# [EXERCISE 1]
List every percentage figure that appears in the Bath & Body Works article.
# [EXERCISE 2]
From the Bath & Body Works article, extract the part that opens with the words containing "After stirring up" and closes with "more modest reductions.".

# [DOCUMENT PASSAGE]
++++
After stirring up a lather with its spin-off of Victoria’s Secret (NYSE:VSCO) and its retirement of its former “L Brands” name, Bath & Body Works (NYSE:BBWI) saw its stock price go down the drain. Wall Street analysts piled on with lowered per-share price targets, in one case slashing a forecast from $95 to $78, with others predicting more modest reductions.
The company’s share price plunged from over $80 to below $62, an approximate 22.9% drop. Inexperienced investors might think this heralds bad times for the company, but there are at least three reasons to be bullish about the changes being made at the company.
1. Bath & Body Works has a record of good performance
Even during the dark days of L Brands’ decline before the COVID-19 pandemic, Bath & Body Works was a frequent bright spot amid a picture that was growing progressively more dismal overall. According to the company’s 2021 annual report, the brand grew through 2020 despite all of its stores being closed for parts of three months during the government lockdown the coronavirus pandemic prompted. The brand was worth $5.4 billion at the year’s start and $6.4 billion at its end, with most of the growth coming from its direct channel. L Brands noted it believes Bath & Body Works is “is on a multi-year path to become a $10 billion stand-alone company.”
Even before that, recently published Bank of America analysis showed Bath & Body Works as a significant source of growth. Its compound annual sales rose 10% yearly for the past decade, according to the research note, while it also experienced a 15% increase in earnings before interest and taxes (EBIT). In fact, Bath & Body Works played a significant role in keeping L Brands afloat despite the losses of Victoria’s Secret, and as a stand-alone company, it should be able to demonstrate its economic merits more strongly.
2. Its recent metrics were strongly positive
Before L Brands split in two and Bath & Body Works was still a subsidiary brand of the overall company, it was not only rebounding strongly from 2020’s lockdown lows, but outperforming 2019. L Brands’ first-quarter 2021 infographic, providing highlights of the quarter, made Bath & Body Works’ vigorous performance very plain, with a 60% jump in total sales over 2019, direct channel sales up 123% from that year, and its operating income rate at 25.9%, while operating income itself reached $379.9 million.
The fact this growth occurred relative to pre-pandemic 2019 and not 2020 puts a spotlight on Bath & Body Works’ upward trajectory as a brand, which should also translate into similar momentum now that it’s a company. The positive energy matches up to Bath & Body Works’ long-term trends, perhaps augmented a little with some additional strength gathered from the COVID-19 rebound and release of pent-up demand.
++++
# [RECORDS PROVIDED]

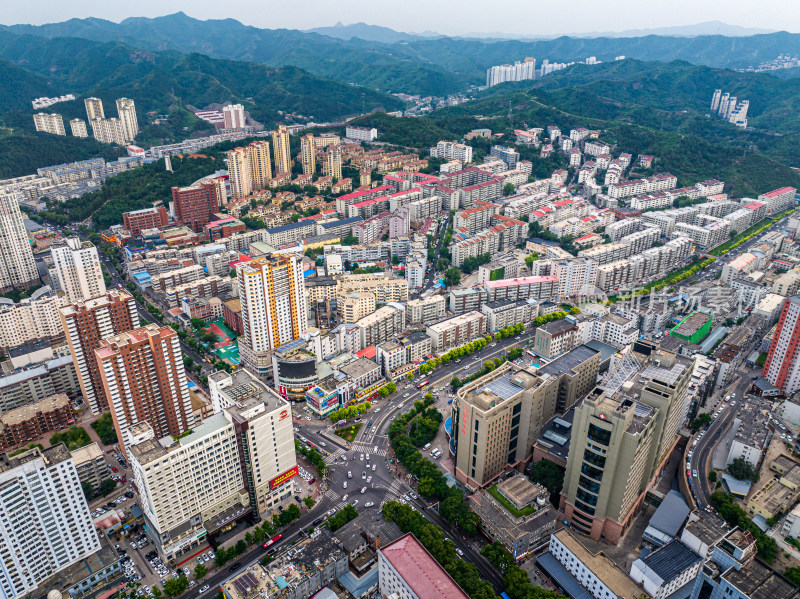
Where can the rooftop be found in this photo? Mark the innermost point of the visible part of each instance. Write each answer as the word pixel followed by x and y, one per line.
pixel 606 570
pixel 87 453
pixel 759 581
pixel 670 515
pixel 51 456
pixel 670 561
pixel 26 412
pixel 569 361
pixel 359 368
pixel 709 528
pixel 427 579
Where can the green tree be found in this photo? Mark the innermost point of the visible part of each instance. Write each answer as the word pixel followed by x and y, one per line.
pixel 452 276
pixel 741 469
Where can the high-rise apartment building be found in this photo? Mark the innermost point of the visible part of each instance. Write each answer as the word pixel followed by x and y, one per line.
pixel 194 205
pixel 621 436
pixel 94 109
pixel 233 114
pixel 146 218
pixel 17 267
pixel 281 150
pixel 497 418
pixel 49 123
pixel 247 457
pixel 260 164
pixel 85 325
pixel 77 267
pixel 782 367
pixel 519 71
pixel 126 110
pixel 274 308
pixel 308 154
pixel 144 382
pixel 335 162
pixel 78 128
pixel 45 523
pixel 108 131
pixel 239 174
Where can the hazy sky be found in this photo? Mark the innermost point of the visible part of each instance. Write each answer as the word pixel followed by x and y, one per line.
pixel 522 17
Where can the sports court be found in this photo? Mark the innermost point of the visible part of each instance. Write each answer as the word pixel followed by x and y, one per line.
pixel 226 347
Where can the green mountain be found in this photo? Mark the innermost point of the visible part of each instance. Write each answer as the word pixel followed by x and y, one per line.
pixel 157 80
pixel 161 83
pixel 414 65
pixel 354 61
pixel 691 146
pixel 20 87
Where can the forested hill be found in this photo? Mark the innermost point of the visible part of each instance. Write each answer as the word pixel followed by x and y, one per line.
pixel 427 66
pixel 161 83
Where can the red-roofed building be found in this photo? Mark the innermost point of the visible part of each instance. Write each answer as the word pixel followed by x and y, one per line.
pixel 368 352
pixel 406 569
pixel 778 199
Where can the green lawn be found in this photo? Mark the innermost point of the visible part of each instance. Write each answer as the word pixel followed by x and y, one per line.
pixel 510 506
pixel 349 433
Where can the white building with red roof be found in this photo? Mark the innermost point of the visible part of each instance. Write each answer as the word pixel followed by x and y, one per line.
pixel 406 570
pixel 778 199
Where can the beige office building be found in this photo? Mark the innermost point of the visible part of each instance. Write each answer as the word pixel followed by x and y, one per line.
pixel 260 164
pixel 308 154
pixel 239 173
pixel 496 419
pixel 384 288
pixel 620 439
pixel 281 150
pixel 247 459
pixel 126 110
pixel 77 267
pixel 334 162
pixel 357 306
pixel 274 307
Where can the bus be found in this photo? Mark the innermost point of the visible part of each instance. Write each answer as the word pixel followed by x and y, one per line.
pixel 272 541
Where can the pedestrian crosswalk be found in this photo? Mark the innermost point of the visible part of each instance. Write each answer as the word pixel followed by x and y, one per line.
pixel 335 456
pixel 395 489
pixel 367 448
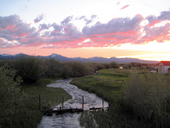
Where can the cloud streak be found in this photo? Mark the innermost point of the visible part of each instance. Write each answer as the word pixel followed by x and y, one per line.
++++
# [TASK ANSWER 1]
22.9%, 10%, 15%, 60%, 123%, 25.9%

# [TASK ANSWER 2]
After stirring up a lather with its spin-off of Victoria’s Secret (NYSE:VSCO) and its retirement of its former “L Brands” name, Bath & Body Works (NYSE:BBWI) saw its stock price go down the drain. Wall Street analysts piled on with lowered per-share price targets, in one case slashing a forecast from $95 to $78, with others predicting more modest reductions.